** BEGIN Source passage **

Pioneer female archaeologist Christian MacLagan as building patron in Stirling

Our next guest post is by Morag Cross. Morag is an independent archive researcher and archaeologist, specialising in building histories and land ownership. The social history of any site uncovers previously unknown figures, especially women, whose records are often unrecognised. She worked previously on the Mackintosh Architecture and Glasgow’s official WW1 websites, researched the Cowgate fire site, India Buildings in Victoria St, Edinburgh and over 80 other sites.

Image taken from Wikicommons. 

I have been researching one of Scotland’s earliest female archaeologists, Christian MacLagan (1811-1901), for an upcoming article. Her legacy as an antiquarian and field-investigator, who recorded and published her own historical opinions, is becoming better known. She was acutely aware of contemporary educational and professional restrictions on women, although her own situation was greatly cushioned by her own considerable wealth. However, she was, like many socially-aware female contemporaries, a philanthropist and supported women’s political activists when she was in her eighties. Among her many activities and interests, she also commissioned and paid for two previously-unrecorded buildings by eminent Scottish architects. These were Messrs Hay of Liverpool, and the Edinburgh partnership of Pilkington and Bell. This church is unrecorded among F T Pilkington’s works, apart from its location as ‘Stirling’, in his obituary in ‘The Builder’, of October 1898.

** END Source passage **
** BEGIN Records shown **

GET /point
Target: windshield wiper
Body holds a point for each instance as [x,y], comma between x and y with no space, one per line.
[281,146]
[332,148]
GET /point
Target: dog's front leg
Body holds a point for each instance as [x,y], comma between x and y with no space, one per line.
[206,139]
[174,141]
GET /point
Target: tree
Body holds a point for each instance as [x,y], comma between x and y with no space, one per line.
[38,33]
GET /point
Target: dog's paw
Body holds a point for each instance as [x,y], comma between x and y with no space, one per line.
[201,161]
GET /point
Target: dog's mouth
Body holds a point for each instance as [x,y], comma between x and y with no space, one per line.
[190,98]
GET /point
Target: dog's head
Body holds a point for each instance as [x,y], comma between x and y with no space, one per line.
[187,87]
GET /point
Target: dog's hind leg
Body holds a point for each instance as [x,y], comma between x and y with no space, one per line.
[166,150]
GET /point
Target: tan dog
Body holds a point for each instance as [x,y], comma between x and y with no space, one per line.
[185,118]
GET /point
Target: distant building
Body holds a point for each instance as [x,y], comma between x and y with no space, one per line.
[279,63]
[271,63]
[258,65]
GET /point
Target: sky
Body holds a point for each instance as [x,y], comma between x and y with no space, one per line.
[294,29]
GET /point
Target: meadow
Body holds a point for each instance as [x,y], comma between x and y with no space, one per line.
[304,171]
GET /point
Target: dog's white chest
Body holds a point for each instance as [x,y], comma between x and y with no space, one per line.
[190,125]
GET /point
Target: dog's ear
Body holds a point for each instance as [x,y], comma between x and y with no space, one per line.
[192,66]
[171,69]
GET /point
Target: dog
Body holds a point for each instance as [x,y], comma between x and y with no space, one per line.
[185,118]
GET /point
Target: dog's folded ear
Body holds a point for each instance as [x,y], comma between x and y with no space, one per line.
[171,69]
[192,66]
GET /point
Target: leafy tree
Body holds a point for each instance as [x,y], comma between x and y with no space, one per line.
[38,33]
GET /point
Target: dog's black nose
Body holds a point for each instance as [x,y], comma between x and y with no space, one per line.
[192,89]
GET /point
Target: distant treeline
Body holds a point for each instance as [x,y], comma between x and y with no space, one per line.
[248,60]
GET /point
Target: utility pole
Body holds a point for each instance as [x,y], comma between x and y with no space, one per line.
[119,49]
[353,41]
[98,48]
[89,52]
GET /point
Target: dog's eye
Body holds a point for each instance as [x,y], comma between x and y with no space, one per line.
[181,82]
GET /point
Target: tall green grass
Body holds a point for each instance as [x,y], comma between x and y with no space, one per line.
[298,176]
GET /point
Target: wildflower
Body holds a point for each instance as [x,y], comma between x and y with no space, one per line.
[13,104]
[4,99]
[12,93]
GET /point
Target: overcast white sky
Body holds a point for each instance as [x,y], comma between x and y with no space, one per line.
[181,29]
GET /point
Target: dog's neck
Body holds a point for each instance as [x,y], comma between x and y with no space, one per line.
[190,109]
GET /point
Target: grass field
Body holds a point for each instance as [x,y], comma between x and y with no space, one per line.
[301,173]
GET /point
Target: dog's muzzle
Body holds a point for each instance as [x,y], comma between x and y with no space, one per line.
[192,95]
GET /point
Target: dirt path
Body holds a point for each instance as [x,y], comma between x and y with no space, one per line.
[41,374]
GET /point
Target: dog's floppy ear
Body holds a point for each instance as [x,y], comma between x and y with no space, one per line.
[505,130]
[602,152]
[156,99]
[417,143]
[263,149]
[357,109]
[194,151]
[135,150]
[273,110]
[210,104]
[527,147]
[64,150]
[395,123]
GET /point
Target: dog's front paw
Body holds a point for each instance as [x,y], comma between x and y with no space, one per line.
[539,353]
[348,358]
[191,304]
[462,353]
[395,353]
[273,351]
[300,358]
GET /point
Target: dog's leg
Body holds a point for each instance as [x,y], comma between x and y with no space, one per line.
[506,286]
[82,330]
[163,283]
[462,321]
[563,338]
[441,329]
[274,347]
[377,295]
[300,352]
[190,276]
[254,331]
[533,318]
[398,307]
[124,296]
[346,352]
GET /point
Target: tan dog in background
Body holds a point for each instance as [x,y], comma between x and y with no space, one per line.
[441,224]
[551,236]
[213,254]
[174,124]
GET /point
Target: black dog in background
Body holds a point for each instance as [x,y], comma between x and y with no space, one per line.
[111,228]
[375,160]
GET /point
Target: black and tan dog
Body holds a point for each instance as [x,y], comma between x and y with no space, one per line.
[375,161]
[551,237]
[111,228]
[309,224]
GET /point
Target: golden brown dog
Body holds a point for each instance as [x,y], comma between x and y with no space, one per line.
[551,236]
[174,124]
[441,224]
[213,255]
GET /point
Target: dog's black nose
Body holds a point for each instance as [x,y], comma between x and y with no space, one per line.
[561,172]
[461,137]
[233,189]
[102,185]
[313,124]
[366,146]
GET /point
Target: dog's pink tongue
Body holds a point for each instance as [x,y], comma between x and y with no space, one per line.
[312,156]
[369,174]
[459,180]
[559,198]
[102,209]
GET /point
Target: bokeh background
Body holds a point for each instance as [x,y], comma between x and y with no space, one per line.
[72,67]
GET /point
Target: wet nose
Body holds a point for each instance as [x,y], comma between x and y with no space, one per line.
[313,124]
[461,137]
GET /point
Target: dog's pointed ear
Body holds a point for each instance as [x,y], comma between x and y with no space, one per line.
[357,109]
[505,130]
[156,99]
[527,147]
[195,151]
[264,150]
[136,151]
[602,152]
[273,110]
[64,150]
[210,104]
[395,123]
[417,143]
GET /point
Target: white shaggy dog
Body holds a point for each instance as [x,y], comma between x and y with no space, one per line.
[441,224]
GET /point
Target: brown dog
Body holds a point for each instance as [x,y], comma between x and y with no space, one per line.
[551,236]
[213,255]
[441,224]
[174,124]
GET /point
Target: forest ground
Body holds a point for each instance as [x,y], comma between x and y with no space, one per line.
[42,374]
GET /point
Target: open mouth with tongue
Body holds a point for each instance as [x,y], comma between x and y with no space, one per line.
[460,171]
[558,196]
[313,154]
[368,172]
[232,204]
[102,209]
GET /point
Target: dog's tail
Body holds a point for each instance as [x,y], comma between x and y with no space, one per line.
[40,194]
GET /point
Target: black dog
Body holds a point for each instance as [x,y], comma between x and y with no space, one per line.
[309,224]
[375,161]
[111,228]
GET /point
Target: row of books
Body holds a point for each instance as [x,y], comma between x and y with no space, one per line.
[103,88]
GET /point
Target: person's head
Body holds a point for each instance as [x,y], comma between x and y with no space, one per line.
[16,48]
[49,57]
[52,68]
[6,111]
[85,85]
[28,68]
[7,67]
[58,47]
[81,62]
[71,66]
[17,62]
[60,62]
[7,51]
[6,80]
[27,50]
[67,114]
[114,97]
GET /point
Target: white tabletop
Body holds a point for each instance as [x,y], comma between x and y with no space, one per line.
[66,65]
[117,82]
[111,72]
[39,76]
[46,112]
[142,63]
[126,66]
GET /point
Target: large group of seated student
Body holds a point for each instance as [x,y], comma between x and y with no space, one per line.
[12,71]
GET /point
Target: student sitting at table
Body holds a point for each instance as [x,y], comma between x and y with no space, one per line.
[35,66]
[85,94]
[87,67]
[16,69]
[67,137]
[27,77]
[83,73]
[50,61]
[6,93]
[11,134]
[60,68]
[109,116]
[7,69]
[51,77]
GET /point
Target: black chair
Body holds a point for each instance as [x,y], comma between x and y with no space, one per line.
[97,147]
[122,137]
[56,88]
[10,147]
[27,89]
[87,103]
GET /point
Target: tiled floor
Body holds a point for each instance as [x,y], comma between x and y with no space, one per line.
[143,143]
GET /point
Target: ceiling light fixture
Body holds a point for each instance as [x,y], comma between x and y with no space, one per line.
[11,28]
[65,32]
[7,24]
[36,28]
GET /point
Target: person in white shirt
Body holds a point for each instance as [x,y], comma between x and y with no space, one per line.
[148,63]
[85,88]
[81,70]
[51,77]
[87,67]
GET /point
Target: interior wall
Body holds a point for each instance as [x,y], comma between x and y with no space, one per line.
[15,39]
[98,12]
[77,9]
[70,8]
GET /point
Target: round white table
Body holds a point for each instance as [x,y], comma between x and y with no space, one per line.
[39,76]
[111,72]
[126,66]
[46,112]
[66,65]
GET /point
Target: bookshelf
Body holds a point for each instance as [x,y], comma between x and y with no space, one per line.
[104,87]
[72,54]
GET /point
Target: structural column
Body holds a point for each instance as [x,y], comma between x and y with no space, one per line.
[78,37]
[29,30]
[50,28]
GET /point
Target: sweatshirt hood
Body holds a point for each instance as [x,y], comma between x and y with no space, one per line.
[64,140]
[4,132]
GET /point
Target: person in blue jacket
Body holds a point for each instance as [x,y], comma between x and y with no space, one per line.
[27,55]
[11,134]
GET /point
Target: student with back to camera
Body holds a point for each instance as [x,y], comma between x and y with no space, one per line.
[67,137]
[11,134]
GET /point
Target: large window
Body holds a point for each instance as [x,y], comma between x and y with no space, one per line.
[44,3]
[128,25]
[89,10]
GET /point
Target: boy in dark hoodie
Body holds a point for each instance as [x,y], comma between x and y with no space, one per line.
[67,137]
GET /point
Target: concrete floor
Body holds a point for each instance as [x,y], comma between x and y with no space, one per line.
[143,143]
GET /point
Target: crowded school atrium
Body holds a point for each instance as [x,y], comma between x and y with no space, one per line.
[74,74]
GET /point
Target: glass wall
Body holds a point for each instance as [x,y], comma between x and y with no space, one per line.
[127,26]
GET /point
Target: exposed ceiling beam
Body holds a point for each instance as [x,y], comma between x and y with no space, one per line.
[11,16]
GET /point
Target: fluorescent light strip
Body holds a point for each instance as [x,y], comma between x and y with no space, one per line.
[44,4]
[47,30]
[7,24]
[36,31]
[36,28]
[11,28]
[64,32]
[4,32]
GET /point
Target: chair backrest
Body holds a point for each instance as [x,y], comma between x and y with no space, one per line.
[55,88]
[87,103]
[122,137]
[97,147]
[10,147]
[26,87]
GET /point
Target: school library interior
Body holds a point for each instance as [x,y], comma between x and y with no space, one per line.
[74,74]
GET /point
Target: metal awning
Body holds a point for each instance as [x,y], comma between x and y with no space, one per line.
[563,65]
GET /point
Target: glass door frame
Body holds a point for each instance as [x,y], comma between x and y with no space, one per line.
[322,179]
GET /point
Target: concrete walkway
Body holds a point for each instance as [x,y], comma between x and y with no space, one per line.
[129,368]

** END Records shown **

• Tasks and exercises:
(1) Count the lines in the entries that contain the string "large", treating case as significant, and reply with the number alone.
(2) Continue the post on Christian MacLagan from where it stops.

• Expected results:
(1) 2

(2)
Christian was a highly-intelligent woman of strong character, and deeply committed to her local Free North Church congregation in Stirling. Christian’s brother was a successful merchant in India, who died in 1859. He left her the equivalent of £2.4 million, allowing her the financial freedom to commission her own house. Her chosen architects were the Hays of Liverpool, favourites of the Free Church of Scotland, who had already built the Free North Church (1851, now the Baptist Church). Her choice was probably inevitable, as their work was all around her – Stirling Religious Tract Depository (1860) and Viewforth mansion (1855, both for fellow church-member, Peter Drummond), Stirling High School (1854), and the Ragged School.

William and James Hay were based in Liverpool, and their brother John in Edinburgh, but they found it impossible to exercise sufficient supervision on sites, over such extended distances. The Dictionary of Scottish Architects, (itself an invaluable resource), recounts their professional troubles – there were structural failures at Augustine Church, Edinburgh, contracts were cancelled and John became terminally ill.

Christian was probably unaware of their business difficulties, although she was one of their last Scottish clients. Her house, which she poetically christened ‘Ravenscroft’ was erected in Clarendon Place Stirling in 1860-1, and ‘Messrs Hay’ agreed to produce plans, select and superintend the workers, and check the accounts. When William visited Christian on a final ‘snagging’ check after completion, she apparently had no complaints about the total cost of £2416/16/11. However, by 1863, she was dissatisfied with the build quality, and blamed the Hays for ‘culpable neglect of duties’, to her ‘very considerable annoyance and expense’. She inspected the work herself, finding exterior walls and outbuildings ‘dangerous’ and requiring rebuilding. She reported that ‘A man’s foot applied with moderate force can be pushed through ‘ the walls, though it’s easier to imagine her testing this for herself.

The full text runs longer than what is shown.